§ **Extract**

_ _ _ _ _ _ _

But the virus is endemic and vaccines will not stop it from being caught by everybody at some point.
You can't lockdown the virus away. You can't stop the spread by canceling flights either. Just seems like awful policymaking driven by virtue signaling.
Covid is here forever, and that's life.
I fully expect to contract the virus at some point, and that's fine. I'm well protected by vaccination and the rate of propagation in the country is moderate enough that the hospitals aren't being overwhelmed by huge surges in infections and deaths any more.
Slowing down and limiting the impact of the virus doesn't stop it, correct, but it does massively reduce the damage it causes. That is very much worth doing, as the experience here in the UK clearly shows.
Did the stricter lockdowns make a difference in the end?
We were hammered early on because we are very highly connected with the rest of the world. London is very international, and Heathrow is one of the busiest airports in the world, out of proportion to our population size. We were always going to take a heavy hit.
Nevertheless as soon as vaccines became available we have had broad adoption, and ever since we've been reaping the rewards. Delta arrived here early, but by then our vaccine take up was enough that it didn't really make as much of an impact on us as it has elsewhere.
It's just amazing to me that in 2021 here on HN the fact that vaccines protect against viruses is an actual question, or in any way political.

_ _ _ _ _ _ _

Answer from the Covid discussion:
1. Which airport is called one of the busiest in the world?
2. Which variant arrived in the UK early?
3. What does the commenter who expects to catch the virus say keeps them well protected?

_ _ _ _ _ _ _

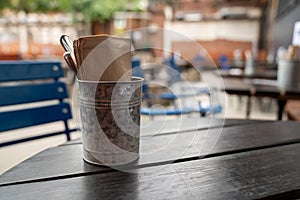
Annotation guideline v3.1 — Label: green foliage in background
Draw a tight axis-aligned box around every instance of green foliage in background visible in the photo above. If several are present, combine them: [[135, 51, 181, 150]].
[[71, 0, 139, 21], [0, 0, 140, 21]]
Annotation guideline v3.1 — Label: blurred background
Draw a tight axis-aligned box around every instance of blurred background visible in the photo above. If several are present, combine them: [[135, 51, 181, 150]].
[[0, 0, 299, 62]]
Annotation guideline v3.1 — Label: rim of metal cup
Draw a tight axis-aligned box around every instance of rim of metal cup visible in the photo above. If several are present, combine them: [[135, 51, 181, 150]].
[[76, 76, 144, 84]]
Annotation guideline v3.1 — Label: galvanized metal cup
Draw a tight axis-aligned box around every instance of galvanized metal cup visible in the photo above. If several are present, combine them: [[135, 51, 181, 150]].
[[277, 60, 300, 89], [78, 77, 143, 166]]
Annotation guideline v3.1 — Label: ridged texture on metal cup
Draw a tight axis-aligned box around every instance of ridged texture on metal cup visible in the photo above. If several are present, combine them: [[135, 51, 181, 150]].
[[78, 78, 142, 166]]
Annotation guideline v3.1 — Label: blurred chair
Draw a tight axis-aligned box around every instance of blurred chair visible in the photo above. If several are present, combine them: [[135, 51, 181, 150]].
[[132, 57, 222, 117]]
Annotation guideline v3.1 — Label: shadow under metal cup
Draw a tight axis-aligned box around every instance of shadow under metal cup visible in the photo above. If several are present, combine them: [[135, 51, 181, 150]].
[[277, 60, 300, 89], [78, 77, 143, 166]]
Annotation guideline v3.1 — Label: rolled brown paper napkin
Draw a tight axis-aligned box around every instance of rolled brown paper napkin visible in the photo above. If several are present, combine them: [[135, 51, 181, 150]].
[[73, 35, 131, 81]]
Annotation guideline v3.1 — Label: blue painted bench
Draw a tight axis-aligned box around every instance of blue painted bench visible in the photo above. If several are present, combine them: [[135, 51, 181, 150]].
[[0, 61, 76, 147]]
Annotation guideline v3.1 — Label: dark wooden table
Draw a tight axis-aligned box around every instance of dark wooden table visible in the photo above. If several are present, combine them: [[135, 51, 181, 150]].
[[223, 78, 300, 120], [0, 118, 300, 200]]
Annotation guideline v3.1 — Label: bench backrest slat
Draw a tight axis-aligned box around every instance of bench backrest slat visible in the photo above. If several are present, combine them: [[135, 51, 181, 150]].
[[0, 82, 68, 106], [0, 61, 63, 82], [0, 103, 72, 132], [0, 61, 76, 147]]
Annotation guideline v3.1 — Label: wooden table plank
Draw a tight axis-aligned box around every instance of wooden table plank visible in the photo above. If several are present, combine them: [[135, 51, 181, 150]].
[[0, 119, 300, 185], [0, 144, 300, 200]]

_ _ _ _ _ _ _

§ **Answer to this problem**
1. Heathrow
2. Delta
3. Vaccination